▶ YOUR INSTRUCTIONS
Please return only the lines from the one showing "Target: human hand" to the end of the entries, keeping both ends and dropping every picture.
##### INPUT DATA
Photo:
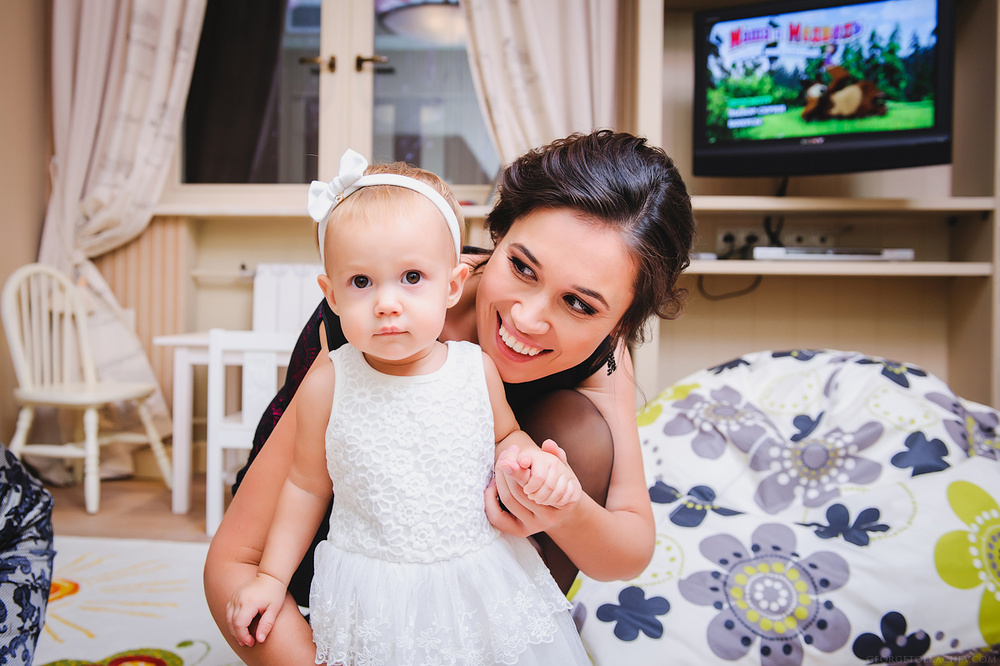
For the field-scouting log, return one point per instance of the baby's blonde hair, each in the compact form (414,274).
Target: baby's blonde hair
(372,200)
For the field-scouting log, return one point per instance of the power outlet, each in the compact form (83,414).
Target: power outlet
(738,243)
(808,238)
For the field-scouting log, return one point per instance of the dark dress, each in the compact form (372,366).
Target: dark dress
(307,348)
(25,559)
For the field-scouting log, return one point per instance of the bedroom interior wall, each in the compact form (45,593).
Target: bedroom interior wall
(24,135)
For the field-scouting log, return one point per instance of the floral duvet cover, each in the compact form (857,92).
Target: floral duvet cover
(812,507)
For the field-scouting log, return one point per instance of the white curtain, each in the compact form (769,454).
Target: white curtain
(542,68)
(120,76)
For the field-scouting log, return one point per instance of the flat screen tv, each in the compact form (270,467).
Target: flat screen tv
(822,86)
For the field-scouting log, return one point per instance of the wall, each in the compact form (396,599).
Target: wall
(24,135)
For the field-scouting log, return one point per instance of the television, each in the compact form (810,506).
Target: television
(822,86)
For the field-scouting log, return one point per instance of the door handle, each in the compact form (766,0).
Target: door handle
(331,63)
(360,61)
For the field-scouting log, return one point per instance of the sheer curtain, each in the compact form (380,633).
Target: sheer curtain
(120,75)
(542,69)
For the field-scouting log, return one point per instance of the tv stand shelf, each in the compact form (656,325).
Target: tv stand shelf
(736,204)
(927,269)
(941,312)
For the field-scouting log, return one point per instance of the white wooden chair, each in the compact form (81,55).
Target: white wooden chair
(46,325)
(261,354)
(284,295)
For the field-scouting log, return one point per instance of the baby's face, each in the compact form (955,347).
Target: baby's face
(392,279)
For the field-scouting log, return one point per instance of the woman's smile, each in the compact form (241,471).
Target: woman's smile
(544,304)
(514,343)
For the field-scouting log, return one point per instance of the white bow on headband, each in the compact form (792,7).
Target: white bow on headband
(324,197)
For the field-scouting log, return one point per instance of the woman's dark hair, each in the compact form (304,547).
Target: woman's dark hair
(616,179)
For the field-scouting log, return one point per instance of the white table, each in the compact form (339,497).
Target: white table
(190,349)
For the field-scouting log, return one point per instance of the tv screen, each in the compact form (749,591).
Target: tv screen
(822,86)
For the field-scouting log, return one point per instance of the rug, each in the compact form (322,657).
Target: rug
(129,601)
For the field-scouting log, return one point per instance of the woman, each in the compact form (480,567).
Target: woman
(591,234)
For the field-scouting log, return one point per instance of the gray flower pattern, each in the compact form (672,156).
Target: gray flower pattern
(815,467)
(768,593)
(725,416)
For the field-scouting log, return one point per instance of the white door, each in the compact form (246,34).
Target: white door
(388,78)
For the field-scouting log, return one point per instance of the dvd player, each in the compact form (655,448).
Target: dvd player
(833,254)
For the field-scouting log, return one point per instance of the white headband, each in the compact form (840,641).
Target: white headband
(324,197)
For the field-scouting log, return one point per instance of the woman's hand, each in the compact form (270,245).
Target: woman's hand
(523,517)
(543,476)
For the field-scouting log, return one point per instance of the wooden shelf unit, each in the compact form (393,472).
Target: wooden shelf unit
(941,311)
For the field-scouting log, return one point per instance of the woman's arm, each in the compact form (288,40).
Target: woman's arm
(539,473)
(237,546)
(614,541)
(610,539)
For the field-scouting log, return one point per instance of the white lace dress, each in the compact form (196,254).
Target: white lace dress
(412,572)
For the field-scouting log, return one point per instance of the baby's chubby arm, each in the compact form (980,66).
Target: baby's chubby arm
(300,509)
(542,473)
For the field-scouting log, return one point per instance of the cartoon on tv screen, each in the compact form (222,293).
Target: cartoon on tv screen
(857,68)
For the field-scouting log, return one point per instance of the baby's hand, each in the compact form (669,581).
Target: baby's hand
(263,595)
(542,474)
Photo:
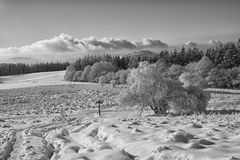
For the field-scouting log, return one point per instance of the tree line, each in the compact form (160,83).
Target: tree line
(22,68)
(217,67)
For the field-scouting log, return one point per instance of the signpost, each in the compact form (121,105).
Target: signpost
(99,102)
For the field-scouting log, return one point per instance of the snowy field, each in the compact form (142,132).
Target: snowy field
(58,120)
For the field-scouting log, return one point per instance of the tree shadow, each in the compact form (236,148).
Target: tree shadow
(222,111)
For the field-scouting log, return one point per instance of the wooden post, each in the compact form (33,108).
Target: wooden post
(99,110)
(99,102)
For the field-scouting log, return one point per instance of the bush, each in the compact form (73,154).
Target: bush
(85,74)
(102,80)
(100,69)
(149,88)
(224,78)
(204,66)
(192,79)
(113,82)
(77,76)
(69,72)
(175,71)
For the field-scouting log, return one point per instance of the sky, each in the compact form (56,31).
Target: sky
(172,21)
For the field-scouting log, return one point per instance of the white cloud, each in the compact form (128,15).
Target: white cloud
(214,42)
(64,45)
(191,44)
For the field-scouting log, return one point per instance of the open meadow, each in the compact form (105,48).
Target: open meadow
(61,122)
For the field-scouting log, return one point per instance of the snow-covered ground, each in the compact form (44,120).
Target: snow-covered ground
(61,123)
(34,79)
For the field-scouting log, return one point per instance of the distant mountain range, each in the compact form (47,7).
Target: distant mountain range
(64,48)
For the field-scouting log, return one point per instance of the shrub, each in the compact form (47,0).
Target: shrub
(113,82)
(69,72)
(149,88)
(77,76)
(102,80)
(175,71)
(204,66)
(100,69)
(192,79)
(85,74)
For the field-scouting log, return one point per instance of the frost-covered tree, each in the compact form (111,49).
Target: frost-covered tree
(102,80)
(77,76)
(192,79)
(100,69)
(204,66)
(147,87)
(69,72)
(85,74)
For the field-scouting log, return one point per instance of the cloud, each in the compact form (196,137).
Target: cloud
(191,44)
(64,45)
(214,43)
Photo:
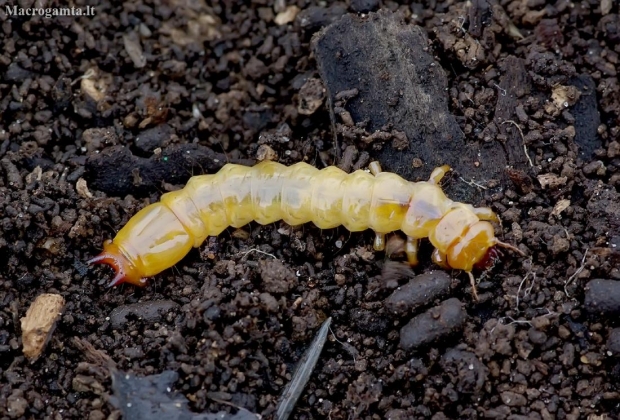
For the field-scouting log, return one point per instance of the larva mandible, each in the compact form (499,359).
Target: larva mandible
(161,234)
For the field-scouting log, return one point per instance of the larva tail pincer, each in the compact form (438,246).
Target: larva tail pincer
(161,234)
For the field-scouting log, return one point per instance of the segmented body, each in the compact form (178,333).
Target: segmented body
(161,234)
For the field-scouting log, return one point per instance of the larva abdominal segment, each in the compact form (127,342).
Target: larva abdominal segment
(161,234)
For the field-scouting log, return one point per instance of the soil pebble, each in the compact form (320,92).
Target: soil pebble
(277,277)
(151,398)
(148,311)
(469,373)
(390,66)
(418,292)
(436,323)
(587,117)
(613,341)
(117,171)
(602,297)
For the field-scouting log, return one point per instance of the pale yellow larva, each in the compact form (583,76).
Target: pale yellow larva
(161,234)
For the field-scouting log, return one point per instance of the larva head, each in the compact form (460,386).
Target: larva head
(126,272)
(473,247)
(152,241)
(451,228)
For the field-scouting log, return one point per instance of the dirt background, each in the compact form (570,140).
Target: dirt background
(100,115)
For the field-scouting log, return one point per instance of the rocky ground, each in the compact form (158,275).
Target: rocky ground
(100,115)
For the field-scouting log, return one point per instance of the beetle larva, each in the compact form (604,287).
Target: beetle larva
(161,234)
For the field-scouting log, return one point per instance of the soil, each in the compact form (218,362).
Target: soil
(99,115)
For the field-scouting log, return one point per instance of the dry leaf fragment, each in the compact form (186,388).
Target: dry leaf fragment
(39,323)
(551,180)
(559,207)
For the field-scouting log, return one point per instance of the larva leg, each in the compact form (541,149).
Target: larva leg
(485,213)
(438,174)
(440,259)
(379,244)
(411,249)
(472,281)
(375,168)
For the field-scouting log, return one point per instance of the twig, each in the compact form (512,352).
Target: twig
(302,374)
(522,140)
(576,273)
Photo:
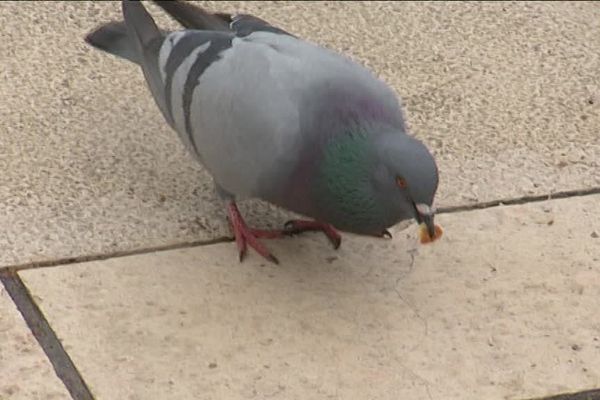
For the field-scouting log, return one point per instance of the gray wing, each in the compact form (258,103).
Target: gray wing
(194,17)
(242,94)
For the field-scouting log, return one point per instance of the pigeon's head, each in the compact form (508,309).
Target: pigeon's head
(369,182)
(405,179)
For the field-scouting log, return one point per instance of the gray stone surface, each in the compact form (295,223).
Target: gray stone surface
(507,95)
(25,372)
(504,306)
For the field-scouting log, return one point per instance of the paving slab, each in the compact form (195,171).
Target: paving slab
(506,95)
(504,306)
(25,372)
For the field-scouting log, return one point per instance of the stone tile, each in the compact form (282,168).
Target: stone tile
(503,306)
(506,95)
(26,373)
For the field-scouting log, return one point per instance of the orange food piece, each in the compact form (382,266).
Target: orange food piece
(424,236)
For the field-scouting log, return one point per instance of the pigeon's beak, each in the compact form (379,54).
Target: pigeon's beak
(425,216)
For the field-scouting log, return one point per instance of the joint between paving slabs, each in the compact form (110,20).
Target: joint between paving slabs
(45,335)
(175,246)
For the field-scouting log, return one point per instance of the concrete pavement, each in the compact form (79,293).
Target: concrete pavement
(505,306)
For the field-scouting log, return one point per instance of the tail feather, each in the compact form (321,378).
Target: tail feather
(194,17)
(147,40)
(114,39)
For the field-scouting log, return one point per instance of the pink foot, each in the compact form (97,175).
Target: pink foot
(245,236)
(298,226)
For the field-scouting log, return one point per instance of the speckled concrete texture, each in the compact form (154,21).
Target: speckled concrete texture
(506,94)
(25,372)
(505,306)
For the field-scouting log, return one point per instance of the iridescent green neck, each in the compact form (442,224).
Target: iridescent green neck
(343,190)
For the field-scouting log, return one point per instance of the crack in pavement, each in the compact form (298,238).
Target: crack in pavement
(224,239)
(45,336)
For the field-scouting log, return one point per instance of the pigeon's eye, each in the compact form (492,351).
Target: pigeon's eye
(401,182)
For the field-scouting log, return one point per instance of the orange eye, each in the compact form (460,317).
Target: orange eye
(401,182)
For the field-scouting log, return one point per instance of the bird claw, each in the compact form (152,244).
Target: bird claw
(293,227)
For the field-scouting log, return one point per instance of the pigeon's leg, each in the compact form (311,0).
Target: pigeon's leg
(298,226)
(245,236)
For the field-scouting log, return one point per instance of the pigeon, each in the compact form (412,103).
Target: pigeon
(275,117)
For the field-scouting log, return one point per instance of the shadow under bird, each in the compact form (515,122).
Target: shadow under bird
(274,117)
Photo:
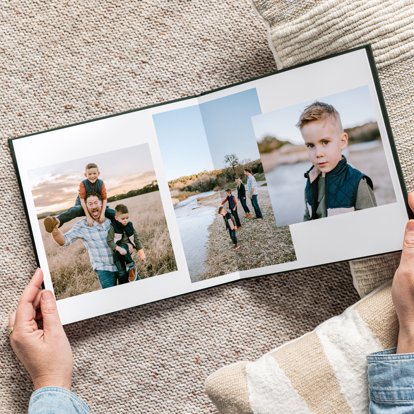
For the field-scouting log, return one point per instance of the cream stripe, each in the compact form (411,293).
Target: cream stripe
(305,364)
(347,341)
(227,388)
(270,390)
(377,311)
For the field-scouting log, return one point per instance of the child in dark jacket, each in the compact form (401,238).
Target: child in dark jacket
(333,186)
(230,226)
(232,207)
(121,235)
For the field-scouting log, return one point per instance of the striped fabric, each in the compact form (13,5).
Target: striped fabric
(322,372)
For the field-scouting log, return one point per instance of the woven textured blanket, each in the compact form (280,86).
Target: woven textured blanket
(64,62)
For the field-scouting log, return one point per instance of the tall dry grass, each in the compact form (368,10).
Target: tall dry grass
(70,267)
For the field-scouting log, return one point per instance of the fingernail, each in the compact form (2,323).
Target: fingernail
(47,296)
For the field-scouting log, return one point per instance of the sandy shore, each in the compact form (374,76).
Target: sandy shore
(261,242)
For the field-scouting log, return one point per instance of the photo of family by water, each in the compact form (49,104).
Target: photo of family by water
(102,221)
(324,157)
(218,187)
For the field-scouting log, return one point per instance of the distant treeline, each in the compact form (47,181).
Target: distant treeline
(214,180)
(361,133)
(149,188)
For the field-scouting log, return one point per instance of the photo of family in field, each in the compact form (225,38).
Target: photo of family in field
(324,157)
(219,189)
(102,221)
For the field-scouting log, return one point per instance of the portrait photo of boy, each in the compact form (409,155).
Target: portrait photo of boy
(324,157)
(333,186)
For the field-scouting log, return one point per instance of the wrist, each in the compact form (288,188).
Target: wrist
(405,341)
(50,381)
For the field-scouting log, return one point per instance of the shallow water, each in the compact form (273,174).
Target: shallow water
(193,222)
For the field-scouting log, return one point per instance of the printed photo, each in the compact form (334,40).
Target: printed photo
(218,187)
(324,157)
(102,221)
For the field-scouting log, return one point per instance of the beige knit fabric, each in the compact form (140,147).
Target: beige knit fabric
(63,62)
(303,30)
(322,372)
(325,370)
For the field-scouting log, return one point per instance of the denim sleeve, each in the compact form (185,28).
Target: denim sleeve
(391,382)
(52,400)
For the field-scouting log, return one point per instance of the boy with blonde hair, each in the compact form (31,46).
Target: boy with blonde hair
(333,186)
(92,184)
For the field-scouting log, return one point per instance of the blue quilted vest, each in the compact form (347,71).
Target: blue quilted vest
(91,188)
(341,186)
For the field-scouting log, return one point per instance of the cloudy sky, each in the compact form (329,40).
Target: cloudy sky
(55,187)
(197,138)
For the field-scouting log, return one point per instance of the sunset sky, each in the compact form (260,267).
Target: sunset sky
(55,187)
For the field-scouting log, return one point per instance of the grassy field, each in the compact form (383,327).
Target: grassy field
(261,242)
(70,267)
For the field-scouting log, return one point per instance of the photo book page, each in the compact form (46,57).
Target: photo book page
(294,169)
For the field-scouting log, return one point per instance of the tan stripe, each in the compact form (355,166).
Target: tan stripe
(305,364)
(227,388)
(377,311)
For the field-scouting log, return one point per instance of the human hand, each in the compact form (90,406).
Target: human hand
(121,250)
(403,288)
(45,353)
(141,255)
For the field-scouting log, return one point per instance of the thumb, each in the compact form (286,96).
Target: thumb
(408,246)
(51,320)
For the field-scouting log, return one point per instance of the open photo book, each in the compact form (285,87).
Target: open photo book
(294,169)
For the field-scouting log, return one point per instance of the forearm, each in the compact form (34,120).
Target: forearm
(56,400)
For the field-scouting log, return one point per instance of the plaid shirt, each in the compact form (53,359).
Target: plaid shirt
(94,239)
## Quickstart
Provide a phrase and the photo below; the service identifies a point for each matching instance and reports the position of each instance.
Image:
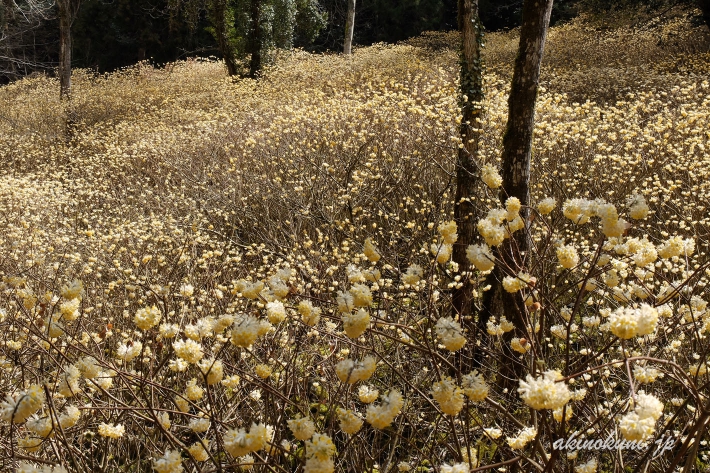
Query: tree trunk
##########
▶ EXPECTED ANSWER
Target: human hand
(121,250)
(403,288)
(45,353)
(141,255)
For the field-scouting log, return one point per instance of the thumb, each in the compact form (286,96).
Target: thumb
(408,246)
(51,320)
For the field-scouting log, return one point per instance of the open photo book, each in the compact form (285,87).
Target: open photo book
(294,169)
For the field-scouting log, return one point per instance of the forearm, each in the compact form (34,120).
Target: forearm
(56,400)
For the field-scouting log, return one point per instance of the plaid shirt, each in the compact form (53,359).
Target: plaid shirt
(94,239)
## Quickstart
Provide a phrase and the photo below; the service identifies a point for each matching instance and reports the position of each instance.
Image:
Query: tree trunk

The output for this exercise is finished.